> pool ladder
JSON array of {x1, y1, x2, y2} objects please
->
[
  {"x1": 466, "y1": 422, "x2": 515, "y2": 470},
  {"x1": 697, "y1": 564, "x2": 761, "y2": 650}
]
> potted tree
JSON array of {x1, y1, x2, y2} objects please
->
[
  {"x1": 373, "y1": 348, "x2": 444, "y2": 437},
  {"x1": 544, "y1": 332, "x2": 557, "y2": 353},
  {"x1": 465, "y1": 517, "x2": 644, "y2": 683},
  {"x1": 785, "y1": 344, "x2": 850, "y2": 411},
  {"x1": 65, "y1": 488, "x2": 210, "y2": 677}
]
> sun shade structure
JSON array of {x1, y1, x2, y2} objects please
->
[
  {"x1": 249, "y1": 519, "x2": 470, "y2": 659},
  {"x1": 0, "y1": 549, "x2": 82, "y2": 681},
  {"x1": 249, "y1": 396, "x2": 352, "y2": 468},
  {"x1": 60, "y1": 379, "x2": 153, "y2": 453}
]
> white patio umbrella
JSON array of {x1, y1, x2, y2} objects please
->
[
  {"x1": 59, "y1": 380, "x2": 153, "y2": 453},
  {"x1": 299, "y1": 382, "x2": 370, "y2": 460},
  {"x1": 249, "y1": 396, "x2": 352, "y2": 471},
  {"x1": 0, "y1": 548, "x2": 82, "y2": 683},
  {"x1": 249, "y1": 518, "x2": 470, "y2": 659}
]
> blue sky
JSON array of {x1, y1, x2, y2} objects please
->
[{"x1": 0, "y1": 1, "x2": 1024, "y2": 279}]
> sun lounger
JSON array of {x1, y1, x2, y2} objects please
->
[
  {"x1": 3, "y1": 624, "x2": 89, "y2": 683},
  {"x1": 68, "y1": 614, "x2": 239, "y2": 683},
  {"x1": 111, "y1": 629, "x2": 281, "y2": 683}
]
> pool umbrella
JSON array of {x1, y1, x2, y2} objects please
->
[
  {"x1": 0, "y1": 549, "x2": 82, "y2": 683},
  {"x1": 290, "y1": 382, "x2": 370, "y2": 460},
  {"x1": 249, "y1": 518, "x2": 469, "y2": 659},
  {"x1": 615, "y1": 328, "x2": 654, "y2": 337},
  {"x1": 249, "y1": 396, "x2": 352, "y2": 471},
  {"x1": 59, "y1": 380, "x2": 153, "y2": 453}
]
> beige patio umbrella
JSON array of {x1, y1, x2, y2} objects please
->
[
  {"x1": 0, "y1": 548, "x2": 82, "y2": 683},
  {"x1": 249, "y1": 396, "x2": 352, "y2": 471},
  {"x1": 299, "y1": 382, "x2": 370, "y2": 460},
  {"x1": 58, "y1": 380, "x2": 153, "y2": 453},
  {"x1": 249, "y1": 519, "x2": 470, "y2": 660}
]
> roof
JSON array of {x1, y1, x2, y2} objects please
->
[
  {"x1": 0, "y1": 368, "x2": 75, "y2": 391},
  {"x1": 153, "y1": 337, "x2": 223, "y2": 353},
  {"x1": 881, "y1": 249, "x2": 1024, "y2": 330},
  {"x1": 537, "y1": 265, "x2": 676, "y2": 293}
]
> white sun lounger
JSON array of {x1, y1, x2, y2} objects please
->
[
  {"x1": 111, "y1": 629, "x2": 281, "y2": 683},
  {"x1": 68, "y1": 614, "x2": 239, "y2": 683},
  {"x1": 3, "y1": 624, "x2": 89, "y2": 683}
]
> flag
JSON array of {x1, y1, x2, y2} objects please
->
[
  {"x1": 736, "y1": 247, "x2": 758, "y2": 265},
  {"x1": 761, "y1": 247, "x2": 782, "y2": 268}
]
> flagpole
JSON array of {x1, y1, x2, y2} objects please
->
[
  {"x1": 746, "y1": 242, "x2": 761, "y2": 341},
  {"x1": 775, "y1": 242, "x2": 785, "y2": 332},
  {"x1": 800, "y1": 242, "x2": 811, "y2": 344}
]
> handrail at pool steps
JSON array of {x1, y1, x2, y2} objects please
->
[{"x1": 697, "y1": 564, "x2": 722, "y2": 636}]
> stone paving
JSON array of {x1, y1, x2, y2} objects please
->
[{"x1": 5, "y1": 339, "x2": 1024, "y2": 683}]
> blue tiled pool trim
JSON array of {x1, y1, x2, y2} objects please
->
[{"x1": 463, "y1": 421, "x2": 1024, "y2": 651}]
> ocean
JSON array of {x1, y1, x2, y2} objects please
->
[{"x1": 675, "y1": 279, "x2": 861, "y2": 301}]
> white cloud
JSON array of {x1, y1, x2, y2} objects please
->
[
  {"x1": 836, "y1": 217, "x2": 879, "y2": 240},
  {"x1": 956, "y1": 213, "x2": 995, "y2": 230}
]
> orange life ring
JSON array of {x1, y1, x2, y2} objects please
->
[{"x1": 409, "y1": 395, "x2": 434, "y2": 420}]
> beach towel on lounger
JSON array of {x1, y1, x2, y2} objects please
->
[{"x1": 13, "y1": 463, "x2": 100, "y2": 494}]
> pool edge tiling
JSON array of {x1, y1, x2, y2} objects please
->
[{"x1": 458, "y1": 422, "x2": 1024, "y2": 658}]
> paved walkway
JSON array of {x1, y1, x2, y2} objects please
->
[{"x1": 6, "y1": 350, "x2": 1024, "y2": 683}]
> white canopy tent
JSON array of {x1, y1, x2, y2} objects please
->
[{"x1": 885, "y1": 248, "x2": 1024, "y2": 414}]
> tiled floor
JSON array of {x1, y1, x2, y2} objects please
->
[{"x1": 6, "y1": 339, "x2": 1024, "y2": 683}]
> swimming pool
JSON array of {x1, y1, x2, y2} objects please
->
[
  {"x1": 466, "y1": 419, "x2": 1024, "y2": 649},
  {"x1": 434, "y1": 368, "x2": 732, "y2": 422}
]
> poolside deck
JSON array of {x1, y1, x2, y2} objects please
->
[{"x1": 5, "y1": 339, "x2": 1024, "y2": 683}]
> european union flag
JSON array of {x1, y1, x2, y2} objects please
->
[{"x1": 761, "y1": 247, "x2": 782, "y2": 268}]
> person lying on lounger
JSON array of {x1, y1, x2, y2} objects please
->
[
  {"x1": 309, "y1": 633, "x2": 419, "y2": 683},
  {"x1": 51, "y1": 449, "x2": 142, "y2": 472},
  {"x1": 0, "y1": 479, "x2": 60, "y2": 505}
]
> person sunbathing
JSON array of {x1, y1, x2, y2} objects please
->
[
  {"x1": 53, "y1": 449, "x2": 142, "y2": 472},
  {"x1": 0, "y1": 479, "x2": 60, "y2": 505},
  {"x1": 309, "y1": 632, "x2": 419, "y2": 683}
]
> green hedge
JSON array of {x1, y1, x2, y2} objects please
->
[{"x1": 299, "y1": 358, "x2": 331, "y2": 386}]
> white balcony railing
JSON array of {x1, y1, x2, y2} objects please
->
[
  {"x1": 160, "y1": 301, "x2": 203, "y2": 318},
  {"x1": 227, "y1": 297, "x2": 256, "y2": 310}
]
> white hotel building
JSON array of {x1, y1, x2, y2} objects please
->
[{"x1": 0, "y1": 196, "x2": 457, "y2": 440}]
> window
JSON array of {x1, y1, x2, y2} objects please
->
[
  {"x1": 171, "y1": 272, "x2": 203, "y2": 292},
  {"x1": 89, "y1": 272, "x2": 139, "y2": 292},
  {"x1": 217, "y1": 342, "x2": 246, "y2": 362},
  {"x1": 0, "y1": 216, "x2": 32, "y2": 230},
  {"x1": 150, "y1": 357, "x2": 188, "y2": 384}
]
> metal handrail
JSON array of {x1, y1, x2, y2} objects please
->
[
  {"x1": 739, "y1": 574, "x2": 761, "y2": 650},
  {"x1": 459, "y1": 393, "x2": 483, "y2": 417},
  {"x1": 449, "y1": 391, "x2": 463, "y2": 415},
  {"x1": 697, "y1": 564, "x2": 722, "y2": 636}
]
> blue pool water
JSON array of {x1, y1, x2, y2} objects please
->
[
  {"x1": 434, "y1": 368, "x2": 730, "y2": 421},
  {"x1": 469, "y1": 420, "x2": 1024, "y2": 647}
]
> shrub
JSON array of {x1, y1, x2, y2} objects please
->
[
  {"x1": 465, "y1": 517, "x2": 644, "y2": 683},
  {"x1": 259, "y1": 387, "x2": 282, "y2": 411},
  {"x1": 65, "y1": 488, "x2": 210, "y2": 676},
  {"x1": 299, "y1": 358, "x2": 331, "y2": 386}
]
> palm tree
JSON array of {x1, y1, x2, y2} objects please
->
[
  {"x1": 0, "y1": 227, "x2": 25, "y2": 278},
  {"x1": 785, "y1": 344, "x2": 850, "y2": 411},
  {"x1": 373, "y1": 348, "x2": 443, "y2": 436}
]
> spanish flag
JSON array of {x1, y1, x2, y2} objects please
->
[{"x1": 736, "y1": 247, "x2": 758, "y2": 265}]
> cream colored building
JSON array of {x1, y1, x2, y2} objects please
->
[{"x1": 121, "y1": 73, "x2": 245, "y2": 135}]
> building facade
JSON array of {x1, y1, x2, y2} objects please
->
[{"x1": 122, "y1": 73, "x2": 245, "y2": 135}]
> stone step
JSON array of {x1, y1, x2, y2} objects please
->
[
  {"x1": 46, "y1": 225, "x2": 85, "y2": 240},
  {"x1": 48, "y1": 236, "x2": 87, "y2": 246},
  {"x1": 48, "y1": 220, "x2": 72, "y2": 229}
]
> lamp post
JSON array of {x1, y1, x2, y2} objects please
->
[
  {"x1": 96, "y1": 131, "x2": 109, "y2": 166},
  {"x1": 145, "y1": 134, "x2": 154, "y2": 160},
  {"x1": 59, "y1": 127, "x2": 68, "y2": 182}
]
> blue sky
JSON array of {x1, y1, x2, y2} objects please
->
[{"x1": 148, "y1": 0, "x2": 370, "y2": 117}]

=== REQUEST ===
Which lines of the data above contain the word "building"? Gather and copy each of them.

=== RESPONSE BELOW ===
> white hotel building
> cream colored building
> building facade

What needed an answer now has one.